-- Start Dataset rows --

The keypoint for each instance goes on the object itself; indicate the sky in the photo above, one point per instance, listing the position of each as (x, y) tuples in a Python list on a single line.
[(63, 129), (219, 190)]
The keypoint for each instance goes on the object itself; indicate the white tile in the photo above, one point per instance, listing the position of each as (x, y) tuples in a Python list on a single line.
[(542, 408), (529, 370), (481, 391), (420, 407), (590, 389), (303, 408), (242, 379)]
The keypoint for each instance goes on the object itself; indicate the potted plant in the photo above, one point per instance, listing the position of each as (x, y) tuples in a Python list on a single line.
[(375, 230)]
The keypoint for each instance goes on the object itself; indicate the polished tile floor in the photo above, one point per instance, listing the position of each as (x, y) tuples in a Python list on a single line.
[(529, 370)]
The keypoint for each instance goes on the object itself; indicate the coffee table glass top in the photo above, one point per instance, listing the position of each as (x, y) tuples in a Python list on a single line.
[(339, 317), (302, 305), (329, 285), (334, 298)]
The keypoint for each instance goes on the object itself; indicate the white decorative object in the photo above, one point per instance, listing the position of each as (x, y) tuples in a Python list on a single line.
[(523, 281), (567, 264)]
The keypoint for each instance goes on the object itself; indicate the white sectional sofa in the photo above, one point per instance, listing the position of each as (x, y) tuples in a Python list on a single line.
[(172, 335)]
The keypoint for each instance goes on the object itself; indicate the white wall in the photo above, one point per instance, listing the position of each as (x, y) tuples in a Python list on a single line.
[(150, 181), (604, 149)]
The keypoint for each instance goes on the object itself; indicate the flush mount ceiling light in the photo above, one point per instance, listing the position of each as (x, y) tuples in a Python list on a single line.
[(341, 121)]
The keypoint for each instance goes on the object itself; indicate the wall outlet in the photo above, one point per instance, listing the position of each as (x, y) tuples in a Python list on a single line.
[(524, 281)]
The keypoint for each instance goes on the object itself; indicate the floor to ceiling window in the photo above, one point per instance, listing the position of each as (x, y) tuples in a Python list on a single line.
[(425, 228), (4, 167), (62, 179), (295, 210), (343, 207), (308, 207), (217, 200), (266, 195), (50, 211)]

-- End Dataset rows --

Revise all the lines above, swapping "white sectional sofa" for "gray sectional sofa" and leaving everything else unchanged.

The keypoint for each instance goes on the object itself; indicate the sky in the photo above, one point per instance, listing the position of each as (x, y) tuples in a Python list on a single line.
[(63, 129), (219, 190)]
The keypoint for each instance goes on the object itself; indicate the white tile in the photo above, one point per instance, listing the position of each as (x, y) tuples in a Python list on a single line.
[(542, 408), (529, 370), (481, 391), (420, 407), (590, 389), (303, 408), (242, 379)]
The keypoint for each instance goes on the object itself; indicate the potted plant in the photo above, one point per instance, listing the position of each as (x, y) tuples in a Python list on a single line.
[(375, 230)]
The keypoint for each instance goes on the object itself; indicate the polished tile floor in the photo above, one point per instance, listing the position of each as (x, y) tuples in a Python list on a single line.
[(529, 370)]
The keypoint for each instance goes on the object itself; indicate the coffee table glass top in the photo above, one point per instance, listing the position of each as (x, y) tuples in a Python list on a single line.
[(339, 317), (302, 305), (329, 285), (334, 298)]
The keypoint for each instance goes on the object itself; indicate the white decorative object in the photo above, one point per instance, listing the position of each as (x, y) tuples in a Python list on a single line.
[(523, 281), (567, 264)]
The keypoint for each instance goes on the object itself; indicate the gray sectional sofa in the photo above, one point per instance, listing the position of each as (x, y) tuples in a Python list on a single line.
[(172, 335)]
The keypoint for each instance goes on the object itself; indicate the white wall in the photo above, one point per instance, listing the position of each as (x, y) tuples in a Python list on a single line.
[(150, 181), (604, 149)]
The keypoint for each instance goes on the object itself; indicate the flush mount ceiling light in the photo above, one point per instance, listing the position of each as (x, y) tuples in a Python list on a single line.
[(341, 121)]
The keypoint for each instance goes on the object itself; indicate the wall outlet in the photo above, one point per instance, listing the position of each as (x, y) tuples in a Python list on a single line.
[(524, 281)]
The keypoint for each instance goes on the object itself; indicate the floor to ceiling window in the photo above, one point per instance, listing the position of each as (x, y) tuples in a Python list on a single line.
[(425, 228), (4, 167), (62, 179), (295, 210), (343, 207), (308, 207), (217, 200), (266, 195), (50, 211)]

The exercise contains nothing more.